Task to carry out: Without the pictures, reproduce the records that follow exactly.

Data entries
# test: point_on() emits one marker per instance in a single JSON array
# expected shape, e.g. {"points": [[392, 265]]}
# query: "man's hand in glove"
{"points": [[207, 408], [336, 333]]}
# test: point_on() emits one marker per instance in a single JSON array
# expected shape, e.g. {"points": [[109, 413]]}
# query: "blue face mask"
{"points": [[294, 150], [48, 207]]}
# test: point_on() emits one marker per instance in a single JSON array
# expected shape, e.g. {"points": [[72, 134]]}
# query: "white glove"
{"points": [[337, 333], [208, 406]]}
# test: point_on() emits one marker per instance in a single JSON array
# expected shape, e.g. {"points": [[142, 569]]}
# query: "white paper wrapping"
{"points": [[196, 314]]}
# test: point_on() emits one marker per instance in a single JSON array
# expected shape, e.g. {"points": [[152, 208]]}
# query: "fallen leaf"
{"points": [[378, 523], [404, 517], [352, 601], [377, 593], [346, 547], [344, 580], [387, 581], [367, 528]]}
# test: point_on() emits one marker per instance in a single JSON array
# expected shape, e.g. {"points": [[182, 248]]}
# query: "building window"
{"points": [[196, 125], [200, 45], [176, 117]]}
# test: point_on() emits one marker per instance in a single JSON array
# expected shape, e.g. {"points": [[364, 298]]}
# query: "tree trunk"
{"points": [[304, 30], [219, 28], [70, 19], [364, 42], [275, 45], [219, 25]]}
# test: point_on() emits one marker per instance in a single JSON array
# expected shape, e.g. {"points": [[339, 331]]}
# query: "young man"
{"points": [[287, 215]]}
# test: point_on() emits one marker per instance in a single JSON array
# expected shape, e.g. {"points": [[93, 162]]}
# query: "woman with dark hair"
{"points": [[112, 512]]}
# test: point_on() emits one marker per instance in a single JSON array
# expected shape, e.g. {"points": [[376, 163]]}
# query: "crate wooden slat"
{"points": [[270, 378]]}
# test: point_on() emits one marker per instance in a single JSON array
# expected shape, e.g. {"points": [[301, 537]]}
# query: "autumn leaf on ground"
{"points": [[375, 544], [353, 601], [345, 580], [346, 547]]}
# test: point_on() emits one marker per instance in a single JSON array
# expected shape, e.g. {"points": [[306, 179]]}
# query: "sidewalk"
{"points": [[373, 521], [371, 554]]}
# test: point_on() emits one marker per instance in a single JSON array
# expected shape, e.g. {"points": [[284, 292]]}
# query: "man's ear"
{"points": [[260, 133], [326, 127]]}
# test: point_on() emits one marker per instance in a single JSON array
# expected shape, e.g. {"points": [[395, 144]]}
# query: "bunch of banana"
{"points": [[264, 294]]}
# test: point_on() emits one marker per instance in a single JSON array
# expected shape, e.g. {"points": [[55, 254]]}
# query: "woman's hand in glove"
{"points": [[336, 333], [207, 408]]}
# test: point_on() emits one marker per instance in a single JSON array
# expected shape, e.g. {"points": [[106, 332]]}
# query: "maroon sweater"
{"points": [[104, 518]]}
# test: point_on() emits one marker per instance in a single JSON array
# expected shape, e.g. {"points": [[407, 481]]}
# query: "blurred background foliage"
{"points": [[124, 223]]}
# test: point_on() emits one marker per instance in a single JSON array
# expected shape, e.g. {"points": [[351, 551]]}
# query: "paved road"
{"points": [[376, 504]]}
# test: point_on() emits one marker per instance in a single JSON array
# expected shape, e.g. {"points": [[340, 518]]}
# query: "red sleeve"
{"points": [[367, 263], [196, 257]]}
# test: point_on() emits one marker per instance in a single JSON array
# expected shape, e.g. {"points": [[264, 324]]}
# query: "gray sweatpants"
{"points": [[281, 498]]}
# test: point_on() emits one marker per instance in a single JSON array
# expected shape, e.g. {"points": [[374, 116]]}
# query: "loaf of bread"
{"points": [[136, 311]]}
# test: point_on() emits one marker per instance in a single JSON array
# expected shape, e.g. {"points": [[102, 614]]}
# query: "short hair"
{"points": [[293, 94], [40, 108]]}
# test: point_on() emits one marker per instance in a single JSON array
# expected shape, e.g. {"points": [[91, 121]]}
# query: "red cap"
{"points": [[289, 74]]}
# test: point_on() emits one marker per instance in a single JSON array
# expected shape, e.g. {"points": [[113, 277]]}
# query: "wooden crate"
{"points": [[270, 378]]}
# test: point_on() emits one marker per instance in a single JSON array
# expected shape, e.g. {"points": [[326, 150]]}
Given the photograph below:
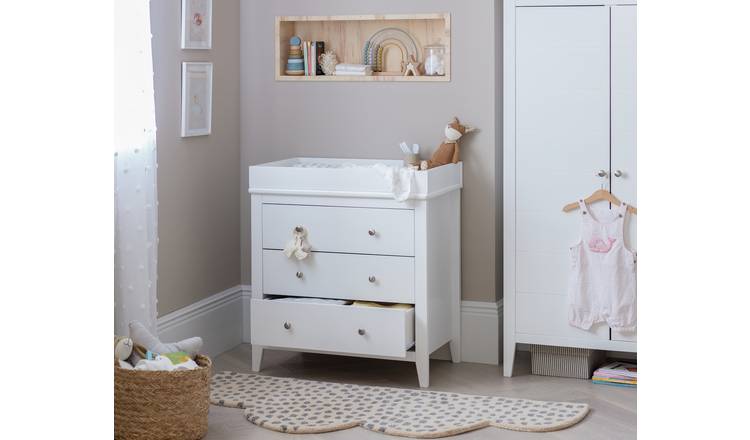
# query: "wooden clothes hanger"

Completed task:
# test: point_on() emits one marker per instance in a single JSON array
# expected shape, e.g. {"points": [[392, 265]]}
# query: "man's hand in glove"
{"points": [[207, 408], [336, 333]]}
# test: point_on() emits one marker per instance in a single JSON array
# expected shape, e.g. {"points": [[109, 413]]}
# query: "blue face mask"
{"points": [[294, 150], [48, 207]]}
# test: point_on() emits one marker per instance in a single JSON array
# expected shape, e.g. {"points": [[72, 134]]}
# query: "white glove"
{"points": [[337, 333], [208, 406]]}
# test: point_on() emits one marker per instance in a single JSON array
# expected shape, e.g. {"points": [[142, 569]]}
# query: "white paper wrapping"
{"points": [[196, 314]]}
# test: point_on() emits one marker per instance in a single JSON array
# expected shape, e.g. {"points": [[152, 208]]}
# query: "fallen leaf"
{"points": [[378, 523], [404, 517], [352, 601], [377, 593], [346, 547], [344, 580], [387, 581], [367, 528]]}
# test: point_on() emits one marker per instance in a single JSON array
# expected shape, e.g. {"points": [[182, 248]]}
# query: "building window"
{"points": [[196, 125], [200, 45], [176, 117]]}
# test: point_on() emits one marker per instance in a single JSON array
# expected shape, e.g. {"points": [[364, 298]]}
# query: "tree trunk"
{"points": [[304, 30], [219, 28], [70, 19], [364, 42], [275, 45], [219, 25]]}
# test: point_on() emits one marker per instance in a single JSON array
# expected shape, e.g. {"points": [[339, 331]]}
# query: "young man"
{"points": [[287, 215]]}
# test: point_on() emits one marker per instance in a single JSON array
# expected shape, e.g. {"points": [[93, 162]]}
# query: "woman with dark hair"
{"points": [[112, 512]]}
# test: point_on() emits one marker per instance in a single JSON array
# expected shape, e.g. {"points": [[376, 163]]}
# query: "crate wooden slat"
{"points": [[270, 378]]}
# test: point_on() emits one marker per instance in a single JSON array
# expected shape, e.g. {"points": [[301, 537]]}
# query: "autumn leaf on ground"
{"points": [[375, 544], [353, 601], [345, 580], [346, 547]]}
# test: point_on() emits one marker per instance in a single JSON array
# expected shape, e.g. {"points": [[306, 179]]}
# query: "sidewalk"
{"points": [[373, 521], [371, 554]]}
# test: point_on() emits one marker per instance in a single JSON array
# expected shape, e.g. {"points": [[284, 292]]}
# query: "man's ear"
{"points": [[260, 133], [326, 127]]}
# test: point_on() emits one marker per instance in a single JSON array
# expected shape, e.g. {"points": [[395, 144]]}
# query: "bunch of banana"
{"points": [[264, 294]]}
# test: point_on() emits one marker per instance in a single JSON array
# expected shape, e.g. {"points": [[55, 254]]}
# query: "woman's hand in glove"
{"points": [[336, 333], [207, 408]]}
# test: point_on() emits one marker per instance in a single JSON array
# expected shape, e.g. {"points": [[106, 332]]}
# query: "maroon sweater"
{"points": [[104, 518]]}
# test: point_on() emits one marker per instance in a single JSON array
# expected shape, e.g. {"points": [[407, 481]]}
# query: "blurred background foliage"
{"points": [[124, 223]]}
# test: point_on() emits one marker per instance in a single JSON array
# expected shape, e.g. {"points": [[351, 551]]}
# query: "paved road"
{"points": [[376, 504]]}
# test: point_on() emits one marker per instance in a single JSON array
# expected shape, e.g. {"points": [[340, 518]]}
# query: "red sleeve"
{"points": [[367, 263], [196, 257]]}
# test: point_on() emits one marker per instance in a single JSON array
# expected shape, e.g. {"points": [[264, 324]]}
# query: "gray sweatpants"
{"points": [[281, 498]]}
# test: point_on() emits one marker per instance in a single JSON array
# expected shape, e.g. {"points": [[374, 116]]}
# query: "loaf of bread"
{"points": [[136, 311]]}
# test: point_on() emits one marker per instance in a single JSON array
# expected shape, e.g. {"points": [[102, 614]]}
# query: "short hair"
{"points": [[293, 94], [40, 108]]}
# test: point_on() emits one marker per instance in a single JSON array
# expected shape, e.g. {"points": [[91, 121]]}
# query: "red cap"
{"points": [[289, 74]]}
# test: point_on() emits one marker per instance in a single JSON array
# expected shape, e.g. {"points": [[113, 277]]}
# query: "wooden crate"
{"points": [[270, 378]]}
# test: point_on() emits one marker per instance in a single JSON array
# expected shape, e.g. {"points": [[326, 150]]}
Given the photograph below:
# query: "wooden clothes hanger"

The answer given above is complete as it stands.